• Written exercise
Reproduce verbatim the rows starting at the line containing "Could you point out the blurred" and ending at the line containing "<point>42,33</point>", with both of those lines included.

• Record extracts
------------------------------------------------------------
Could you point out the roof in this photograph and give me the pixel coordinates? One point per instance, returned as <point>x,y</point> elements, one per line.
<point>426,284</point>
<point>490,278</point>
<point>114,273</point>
------------------------------------------------------------
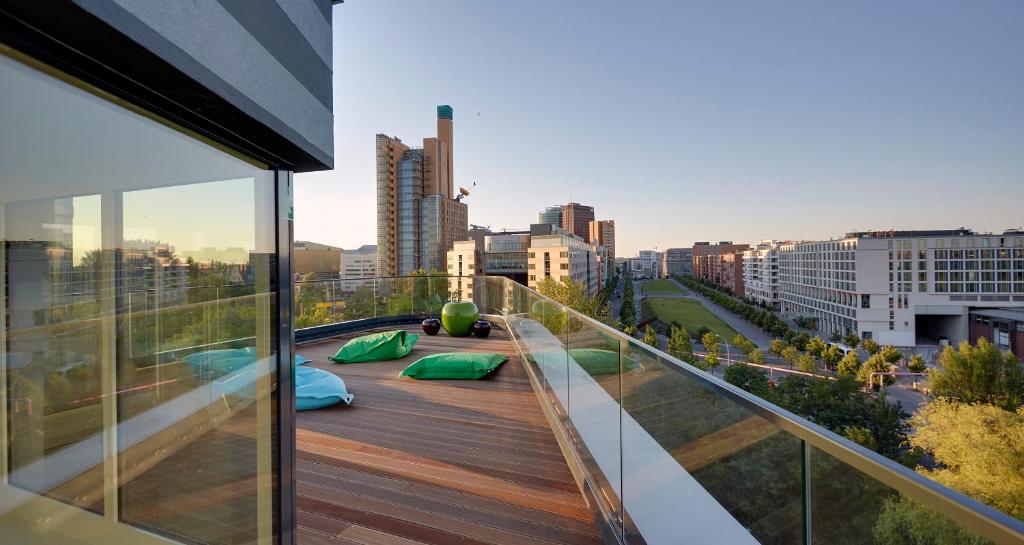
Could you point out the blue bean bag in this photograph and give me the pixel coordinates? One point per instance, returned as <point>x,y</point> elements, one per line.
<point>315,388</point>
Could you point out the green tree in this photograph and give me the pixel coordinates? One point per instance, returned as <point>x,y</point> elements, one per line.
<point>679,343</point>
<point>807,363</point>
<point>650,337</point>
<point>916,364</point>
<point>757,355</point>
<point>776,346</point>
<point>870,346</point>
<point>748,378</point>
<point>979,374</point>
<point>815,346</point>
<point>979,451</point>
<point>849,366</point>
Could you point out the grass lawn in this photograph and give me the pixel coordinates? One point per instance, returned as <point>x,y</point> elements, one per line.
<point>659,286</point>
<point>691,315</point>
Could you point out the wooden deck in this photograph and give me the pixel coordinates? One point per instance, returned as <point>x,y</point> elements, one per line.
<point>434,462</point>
------------------------------------------------------------
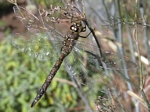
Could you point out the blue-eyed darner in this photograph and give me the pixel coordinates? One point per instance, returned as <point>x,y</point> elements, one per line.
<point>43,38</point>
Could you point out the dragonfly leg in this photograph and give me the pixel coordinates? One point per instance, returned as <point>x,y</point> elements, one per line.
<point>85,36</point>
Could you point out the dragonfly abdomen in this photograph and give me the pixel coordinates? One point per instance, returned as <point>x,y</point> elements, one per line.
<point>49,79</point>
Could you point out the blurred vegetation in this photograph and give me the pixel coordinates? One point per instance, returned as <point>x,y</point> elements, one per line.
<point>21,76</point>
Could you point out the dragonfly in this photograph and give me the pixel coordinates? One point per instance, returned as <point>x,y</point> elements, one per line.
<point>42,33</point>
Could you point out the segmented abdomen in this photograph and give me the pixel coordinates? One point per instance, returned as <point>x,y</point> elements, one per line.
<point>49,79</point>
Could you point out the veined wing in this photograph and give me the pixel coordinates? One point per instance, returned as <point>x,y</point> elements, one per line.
------------------------------------------------------------
• Exercise output
Could you point out the blurred vegetation in this photograph and give me the pixel coordinates? One point per instance, returned as <point>x,y</point> elements, one per line.
<point>21,76</point>
Could you point out the dragonfly in this photograph and give me the pixel coordinates? One point per instance, returned as <point>x,y</point> elements, one per line.
<point>42,33</point>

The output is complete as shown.